REQUIREMENT
Transcribe every one of the following rows line by line, changing no character.

SUPPLIED MATERIAL
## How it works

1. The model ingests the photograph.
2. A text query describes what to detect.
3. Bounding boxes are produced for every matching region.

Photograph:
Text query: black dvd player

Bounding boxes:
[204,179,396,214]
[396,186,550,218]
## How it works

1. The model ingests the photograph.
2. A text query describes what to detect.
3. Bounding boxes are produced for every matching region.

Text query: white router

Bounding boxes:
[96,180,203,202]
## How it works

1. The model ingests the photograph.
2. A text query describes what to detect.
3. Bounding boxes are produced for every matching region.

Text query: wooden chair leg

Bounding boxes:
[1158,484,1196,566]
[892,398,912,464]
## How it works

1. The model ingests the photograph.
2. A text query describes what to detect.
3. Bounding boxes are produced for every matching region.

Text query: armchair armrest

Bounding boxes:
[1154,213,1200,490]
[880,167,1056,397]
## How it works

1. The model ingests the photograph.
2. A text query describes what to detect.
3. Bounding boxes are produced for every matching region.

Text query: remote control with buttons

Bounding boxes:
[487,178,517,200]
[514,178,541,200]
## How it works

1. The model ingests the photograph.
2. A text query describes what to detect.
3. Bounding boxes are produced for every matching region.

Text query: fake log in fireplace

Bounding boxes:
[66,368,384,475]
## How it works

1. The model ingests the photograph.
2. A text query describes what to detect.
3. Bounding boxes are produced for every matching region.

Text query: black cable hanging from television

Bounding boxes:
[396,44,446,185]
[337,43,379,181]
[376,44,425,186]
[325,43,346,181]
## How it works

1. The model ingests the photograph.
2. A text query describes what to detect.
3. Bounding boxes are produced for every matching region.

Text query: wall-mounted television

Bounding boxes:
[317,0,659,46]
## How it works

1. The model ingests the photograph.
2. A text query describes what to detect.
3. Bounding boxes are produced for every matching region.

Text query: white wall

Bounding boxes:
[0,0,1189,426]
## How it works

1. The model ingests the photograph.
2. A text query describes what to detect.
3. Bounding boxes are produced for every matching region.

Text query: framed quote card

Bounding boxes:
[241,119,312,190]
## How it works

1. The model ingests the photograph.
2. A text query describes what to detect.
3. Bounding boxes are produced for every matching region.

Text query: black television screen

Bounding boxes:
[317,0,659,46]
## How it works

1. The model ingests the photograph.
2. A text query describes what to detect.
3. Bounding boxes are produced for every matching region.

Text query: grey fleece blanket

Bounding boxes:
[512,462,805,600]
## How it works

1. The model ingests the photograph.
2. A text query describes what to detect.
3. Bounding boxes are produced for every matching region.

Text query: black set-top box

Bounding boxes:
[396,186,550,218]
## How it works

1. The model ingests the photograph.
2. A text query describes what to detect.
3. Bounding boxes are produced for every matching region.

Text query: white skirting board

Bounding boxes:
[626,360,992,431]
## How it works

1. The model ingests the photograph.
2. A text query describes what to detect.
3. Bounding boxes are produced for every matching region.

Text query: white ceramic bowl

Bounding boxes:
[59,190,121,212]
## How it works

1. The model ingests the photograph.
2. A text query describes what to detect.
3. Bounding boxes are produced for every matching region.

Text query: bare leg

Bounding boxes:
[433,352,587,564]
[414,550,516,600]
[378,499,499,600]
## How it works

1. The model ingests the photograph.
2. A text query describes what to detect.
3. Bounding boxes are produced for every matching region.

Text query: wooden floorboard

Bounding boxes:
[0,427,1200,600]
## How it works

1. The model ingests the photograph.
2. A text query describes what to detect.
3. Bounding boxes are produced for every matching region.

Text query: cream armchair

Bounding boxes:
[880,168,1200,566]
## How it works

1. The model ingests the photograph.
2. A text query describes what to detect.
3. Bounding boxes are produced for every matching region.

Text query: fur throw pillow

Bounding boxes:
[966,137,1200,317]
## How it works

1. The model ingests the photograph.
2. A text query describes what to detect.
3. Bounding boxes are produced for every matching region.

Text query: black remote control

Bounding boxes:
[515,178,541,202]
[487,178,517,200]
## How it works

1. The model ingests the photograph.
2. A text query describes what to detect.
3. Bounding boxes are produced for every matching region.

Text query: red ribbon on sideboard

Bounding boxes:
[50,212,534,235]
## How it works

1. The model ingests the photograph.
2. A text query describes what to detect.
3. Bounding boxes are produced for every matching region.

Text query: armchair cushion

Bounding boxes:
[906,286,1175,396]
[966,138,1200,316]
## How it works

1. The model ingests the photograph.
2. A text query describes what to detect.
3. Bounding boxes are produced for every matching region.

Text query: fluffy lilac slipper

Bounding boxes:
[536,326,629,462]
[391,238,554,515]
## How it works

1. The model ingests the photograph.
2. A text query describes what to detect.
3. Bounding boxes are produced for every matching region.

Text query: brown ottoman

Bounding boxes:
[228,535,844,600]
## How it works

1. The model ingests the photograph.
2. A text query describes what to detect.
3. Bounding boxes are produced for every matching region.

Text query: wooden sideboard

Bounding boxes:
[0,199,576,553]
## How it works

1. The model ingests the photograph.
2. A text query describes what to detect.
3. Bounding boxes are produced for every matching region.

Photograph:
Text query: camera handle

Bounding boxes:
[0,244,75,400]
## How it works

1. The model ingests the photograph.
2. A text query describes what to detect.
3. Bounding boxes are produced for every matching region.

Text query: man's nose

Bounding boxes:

SOLUTION
## How it works

1. The model ingests the photograph.
2. A text query describes what to detect.
3. Bounding boxes are produced for every matching region.

Photograph:
Text query: black dvd player

Bounding boxes:
[204,179,396,214]
[396,186,550,218]
## How it works

1. The model ingests the photograph.
2. A text query describes what to detect.
3. Bounding boxes are produced for every matching region.

Text query: white router

Bounding boxes:
[96,180,203,202]
## How it works

1. The model ingests the photograph.
2. A text query describes what to detect.
3. Bounding boxes are produced for every matching region.

Text query: wooden chair leg

Bounding boxes:
[1158,484,1196,566]
[892,398,912,464]
## How it works

1. The model ingests the photograph.
2. A text query describes what to detect.
3. Bounding boxes are produced for every matching region.

Text query: armchair armrest

Bounding boxes:
[1154,213,1200,490]
[880,167,1056,397]
## How it works

1. The model ingests the photograph.
2. A text query describes what to detect.
3. Bounding boxes are produced for every matching region.

Text query: remote control with buttons

Bounding boxes:
[487,178,517,200]
[514,178,541,200]
## How it works

1. The model ingests the photograph.
2. A text query describes what to detect.
3. Bounding boxes are produced for every matching region.

Text query: fake log in fireplace

Bounding boxes:
[66,368,384,475]
## How it works

1. The model ingests the photograph.
2. A text query describes what to detect.
3. Bounding boxes are produced for every matching region.

Text query: black cable hanging from television

Bounding boxes:
[396,44,446,185]
[337,43,379,181]
[376,44,425,186]
[325,43,346,181]
## How it works

1. The model ingests the photograph.
2. A text query describes what to detect.
3. Bounding boxes are produced for every matching region.

Text query: wall-mounted television

Bounding boxes:
[317,0,659,46]
## How it works

1. The model ingests the photograph.
2. A text query describes what to detect.
3. Bounding boxes are produced for every matching region.

Text query: white wall

Bounding boxes:
[0,0,1189,426]
## How it works

1. The model ingests the photograph.
2. A text query describes what to detect.
3. Bounding boxes are produced for every matching region.

Text query: framed quote card

Bounding boxes:
[241,119,312,190]
## How it works

1. The model ingests the photograph.
2. A text query describes what to detect.
3. Bounding boxes are produced for every matching region.

Text query: black television screen

Bounding boxes:
[317,0,659,46]
## How it works

1. The model ingests the photograph.
2. A text query describes what to detect.
3. Bounding boxes are produced for every matching region.

Text query: grey fleece blanket

Bounding boxes:
[512,462,805,600]
## How it works

1. The model ingests the photograph.
2. A text query describes what to detect.
3. Bounding boxes are produced for every matching region.

Text query: black set-top box

Bounding boxes:
[396,186,550,218]
## How it works

1. The model ingests the photograph.
2. A text query describes what to detect.
3. Bounding boxes are produced for every matching region.

Text query: white skirting board

Bounding boxes:
[626,360,992,431]
## How it works

1. The model ingests the photograph.
2. A text query describes what to detect.
3. Bounding boxes are produced for every matching region.

Text query: white ceramic bowl

Bounding boxes:
[59,190,121,212]
## How it works

1. The model ingests the photograph.
2. A text query describes what to detect.
3. Bounding boxes are produced for every matching region.

Text query: bare leg

Bounding boxes:
[433,352,587,564]
[414,550,516,600]
[378,499,499,600]
## How it works

1. The model ingests the photograph.
2. A text query describes what to detect.
3. Bounding boxes are produced for every matching region.

Text query: wooden floorboard

Bounding boxes:
[0,427,1200,600]
## How it works

1. The model ingests the photograph.
2. A text query describes what to detect.
3. Bounding boxes are produced for every matching region.

Text query: cream armchair

Bounding boxes:
[880,168,1200,566]
## How it works

1. The model ingests the photograph.
2. A text query describes what to detect.
3. Bounding boxes are produced for every matching region.

Text query: fur throw pillow

Bounding boxes:
[966,137,1200,317]
## How it works

1. The model ingests the photograph.
2. A text query describes what to detect.
3. Bounding boxes are produced for every matching region.

Text query: black remote control

Bounding boxes:
[515,178,541,202]
[487,178,517,200]
## How it works

1. The model ingests the photograph.
2. A text query describes what to detect.
3. Bounding boxes are produced for every matching region.

Text query: red ribbon on sideboard

Bounding boxes:
[50,212,534,235]
## How it works

1. The model ingests the photograph.
2. A text query describes what to detect.
3. Bounding boxes are produced for every matching region.

Text query: armchair cushion

Bounding boxes:
[906,286,1175,396]
[966,138,1200,316]
## How it works

1. The model ingests the photograph.
2. A text query describes what to detect.
3. Bounding boxes are produced for every matching region.

Text query: fluffy lilac slipper

Bounding boxes:
[536,326,629,462]
[391,238,554,515]
## How it works

1. The model ingests the photograph.
2. A text query describes what to detect.
3. Bounding boxes are produced for every matching region.

Text query: brown ottoman

Bounding boxes:
[228,535,844,600]
## How it works

1. The model ingests the photograph.
2. A text query describes what to detect.
3. Bounding boxes are produced for every matching region.

Text query: wooden sideboard

Bounding boxes:
[0,199,576,553]
## How it works

1. The model ingests the photograph.
2. A text query describes what to detect.
3. Bounding boxes are produced for every matching region.

Photograph:
Text query: camera handle

Bounding boxes:
[0,244,75,400]
## How it works

1. The model ingests the photograph.
2. A text query describes what to detect.
3. Bounding boxes are produced for every matching region.

Text query: man's nose

Bounding boxes:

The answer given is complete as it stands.